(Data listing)

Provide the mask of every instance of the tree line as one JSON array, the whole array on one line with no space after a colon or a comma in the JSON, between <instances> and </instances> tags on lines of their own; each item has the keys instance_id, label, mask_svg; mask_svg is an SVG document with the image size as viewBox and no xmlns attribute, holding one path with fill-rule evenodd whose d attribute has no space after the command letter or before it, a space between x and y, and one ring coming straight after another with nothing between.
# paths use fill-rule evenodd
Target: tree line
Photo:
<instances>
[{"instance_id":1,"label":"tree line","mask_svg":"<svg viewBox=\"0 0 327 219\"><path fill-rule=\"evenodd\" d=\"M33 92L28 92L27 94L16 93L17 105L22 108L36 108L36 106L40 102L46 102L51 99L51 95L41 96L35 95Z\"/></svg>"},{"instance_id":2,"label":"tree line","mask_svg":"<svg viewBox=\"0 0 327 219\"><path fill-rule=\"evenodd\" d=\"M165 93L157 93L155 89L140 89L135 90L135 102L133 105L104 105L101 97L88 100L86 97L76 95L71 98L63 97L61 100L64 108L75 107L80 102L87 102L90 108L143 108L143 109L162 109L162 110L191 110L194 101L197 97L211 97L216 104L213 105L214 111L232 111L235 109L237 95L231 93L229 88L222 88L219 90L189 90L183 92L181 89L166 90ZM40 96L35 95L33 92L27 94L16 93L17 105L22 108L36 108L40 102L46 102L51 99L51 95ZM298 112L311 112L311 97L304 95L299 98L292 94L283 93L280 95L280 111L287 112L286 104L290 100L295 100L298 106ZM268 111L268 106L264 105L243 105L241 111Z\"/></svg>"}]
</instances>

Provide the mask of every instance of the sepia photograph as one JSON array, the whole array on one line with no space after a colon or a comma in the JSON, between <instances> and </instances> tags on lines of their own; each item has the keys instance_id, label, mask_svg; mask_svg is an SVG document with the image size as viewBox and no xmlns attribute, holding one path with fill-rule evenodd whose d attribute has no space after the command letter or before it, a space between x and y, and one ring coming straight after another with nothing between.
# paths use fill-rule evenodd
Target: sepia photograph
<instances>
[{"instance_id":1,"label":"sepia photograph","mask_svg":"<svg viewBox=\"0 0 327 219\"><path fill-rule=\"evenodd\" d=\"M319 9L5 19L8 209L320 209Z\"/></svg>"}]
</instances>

▸ **Request**
Rewrite the rows above as a two-column CSV with the header input,output, giving one line per row: the text goes in input and the answer in output. Put each value in a single double-quoted field and replace its line breaks with spaces.

▸ **Written solution**
input,output
"Provide the mask of every instance of the tree line as one JSON array, the whole array on one line with no space after a colon or a comma in the JSON, between <instances> and </instances> tags on lines of their own; each item has the keys instance_id, label, mask_svg; mask_svg is an SVG document with the image size as viewBox and no xmlns attribute, holding one path with fill-rule evenodd whose d attribute has no space after the command letter or before it, a space between x and y, and one ring coming straight after another with nothing between. # paths use fill-rule evenodd Target: tree line Photo:","<instances> [{""instance_id"":1,""label"":""tree line"",""mask_svg"":""<svg viewBox=\""0 0 327 219\""><path fill-rule=\""evenodd\"" d=\""M33 92L28 92L27 94L16 93L17 105L22 108L36 108L36 106L40 102L46 102L51 99L51 95L41 96L35 95Z\""/></svg>""},{""instance_id"":2,""label"":""tree line"",""mask_svg"":""<svg viewBox=\""0 0 327 219\""><path fill-rule=\""evenodd\"" d=\""M165 93L157 93L155 89L140 89L135 90L135 102L133 105L104 105L101 97L88 100L86 97L76 95L71 98L63 97L61 100L64 108L75 107L80 102L87 102L90 108L143 108L143 109L162 109L162 110L191 110L194 101L197 97L211 97L216 104L213 105L214 111L232 111L235 109L237 95L231 93L229 88L222 88L219 90L189 90L183 92L181 89L166 90ZM40 96L35 95L33 92L27 94L16 93L17 105L22 108L36 108L40 102L46 102L51 99L51 95ZM298 112L311 112L311 97L304 95L299 98L292 94L283 93L280 95L280 111L287 112L286 104L290 100L295 100L298 106ZM268 111L268 106L264 105L243 105L241 111Z\""/></svg>""}] </instances>"
"Provide the mask of every instance of the sepia photograph as one JSON array, the whole array on one line with no space after a colon or a comma in the JSON, between <instances> and </instances> tags on lines of their own; each item has the keys instance_id, label, mask_svg; mask_svg is an SVG document with the image size as viewBox and no xmlns attribute, holding one path with fill-rule evenodd whose d attribute has no space after the command letter or before it, a space between x and y, and one ring coming straight after another with nothing between. # paths use fill-rule evenodd Target: sepia photograph","<instances> [{""instance_id"":1,""label"":""sepia photograph"",""mask_svg"":""<svg viewBox=\""0 0 327 219\""><path fill-rule=\""evenodd\"" d=\""M319 9L5 19L8 209L320 209Z\""/></svg>""}] </instances>"